[Position identification records]
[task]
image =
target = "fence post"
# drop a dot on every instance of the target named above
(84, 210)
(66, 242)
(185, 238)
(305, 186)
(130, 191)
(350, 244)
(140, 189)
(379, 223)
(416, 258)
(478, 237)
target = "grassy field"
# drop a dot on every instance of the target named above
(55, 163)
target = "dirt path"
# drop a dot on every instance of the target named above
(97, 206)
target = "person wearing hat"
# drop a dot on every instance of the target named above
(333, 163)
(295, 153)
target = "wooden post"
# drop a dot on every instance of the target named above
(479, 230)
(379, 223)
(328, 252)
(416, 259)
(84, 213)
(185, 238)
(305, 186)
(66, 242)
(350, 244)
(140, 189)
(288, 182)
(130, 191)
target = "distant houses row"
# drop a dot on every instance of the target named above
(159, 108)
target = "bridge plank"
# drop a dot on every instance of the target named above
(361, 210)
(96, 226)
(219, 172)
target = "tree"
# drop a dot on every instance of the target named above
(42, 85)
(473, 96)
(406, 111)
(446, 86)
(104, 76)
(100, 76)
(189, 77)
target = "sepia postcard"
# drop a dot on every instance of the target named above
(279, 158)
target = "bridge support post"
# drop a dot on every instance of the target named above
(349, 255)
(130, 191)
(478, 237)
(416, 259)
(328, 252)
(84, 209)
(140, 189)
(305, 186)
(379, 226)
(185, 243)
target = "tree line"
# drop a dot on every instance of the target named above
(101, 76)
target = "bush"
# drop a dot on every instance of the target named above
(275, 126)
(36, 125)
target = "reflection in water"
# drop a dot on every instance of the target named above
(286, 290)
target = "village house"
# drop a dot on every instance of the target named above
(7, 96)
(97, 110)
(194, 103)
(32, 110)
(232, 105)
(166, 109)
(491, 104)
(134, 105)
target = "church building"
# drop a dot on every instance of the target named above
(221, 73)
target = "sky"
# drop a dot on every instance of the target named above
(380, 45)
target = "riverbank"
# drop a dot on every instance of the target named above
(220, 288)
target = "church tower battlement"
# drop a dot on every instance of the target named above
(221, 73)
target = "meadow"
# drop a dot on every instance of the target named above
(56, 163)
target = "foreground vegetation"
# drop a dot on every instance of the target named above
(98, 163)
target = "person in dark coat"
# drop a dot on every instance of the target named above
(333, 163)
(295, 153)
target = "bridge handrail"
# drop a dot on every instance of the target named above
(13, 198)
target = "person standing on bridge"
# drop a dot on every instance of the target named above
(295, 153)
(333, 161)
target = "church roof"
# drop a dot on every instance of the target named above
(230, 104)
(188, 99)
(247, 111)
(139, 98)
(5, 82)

- DIRECTIONS: Using the listing above, reproduce each line without omission.

- TASK OUTPUT:
[task]
image =
target = "fence post"
# drop a dot on every instance of the target named above
(84, 210)
(66, 242)
(185, 238)
(305, 186)
(130, 191)
(350, 244)
(140, 189)
(379, 223)
(416, 258)
(478, 237)
target = "grassy field"
# drop a dot on every instance of the target named above
(55, 163)
target = "dirt path"
# drop a dot on every instance of the target named above
(97, 206)
target = "person wearing hat"
# drop a dot on every instance of the target named above
(333, 163)
(295, 153)
target = "wooden post"
# drop a dot on every instance of the target named above
(479, 230)
(379, 223)
(328, 252)
(416, 259)
(84, 213)
(185, 238)
(305, 186)
(66, 242)
(350, 244)
(140, 189)
(288, 182)
(130, 191)
target = "distant houses row"
# drop a dot on every instance of the target named above
(159, 108)
target = "bridge plank"
# drop a dot on every instance of the target named above
(361, 210)
(96, 226)
(219, 172)
target = "tree"
# drop a dot on every instance of the target named above
(42, 85)
(473, 96)
(406, 111)
(446, 86)
(104, 76)
(100, 76)
(189, 77)
target = "sepia postcard"
# drop a dot on every instance of the target named above
(279, 158)
target = "bridge support post"
# drop a dot on every instance of the target named above
(349, 255)
(130, 191)
(478, 237)
(416, 259)
(328, 252)
(84, 209)
(140, 189)
(305, 186)
(379, 226)
(185, 243)
target = "tree line"
# drop a dot on every instance of the target named above
(101, 76)
target = "bush"
# drop a dot on every instance of the target named above
(275, 126)
(36, 125)
target = "reflection in water"
# drop a dot on every instance of the target named above
(286, 290)
target = "village house"
# drop a dot on every instance of the target named above
(7, 96)
(97, 110)
(194, 103)
(32, 110)
(232, 105)
(166, 109)
(491, 104)
(134, 105)
target = "church building"
# drop a dot on every instance of the target named above
(221, 73)
target = "sky"
# drop a dot on every instance of the target named above
(380, 45)
target = "riverbank"
# drop a dot on every instance of the target named above
(220, 288)
target = "church tower battlement"
# drop a dot on every instance of the target named above
(221, 73)
target = "meadow"
# drop a dot on every instance of the target named above
(56, 163)
target = "foreground vegetation"
# drop a dot on every instance of the target named above
(98, 163)
target = "person in dark coat"
# drop a dot on every instance of the target named above
(333, 163)
(295, 153)
target = "bridge handrail"
# drop a dot on every instance of the target named above
(13, 198)
target = "person standing on bridge"
# drop a dot on every instance of the target named above
(295, 153)
(333, 161)
target = "church roof"
# drop a dot on every instance of the target named above
(230, 104)
(188, 99)
(247, 111)
(139, 98)
(5, 82)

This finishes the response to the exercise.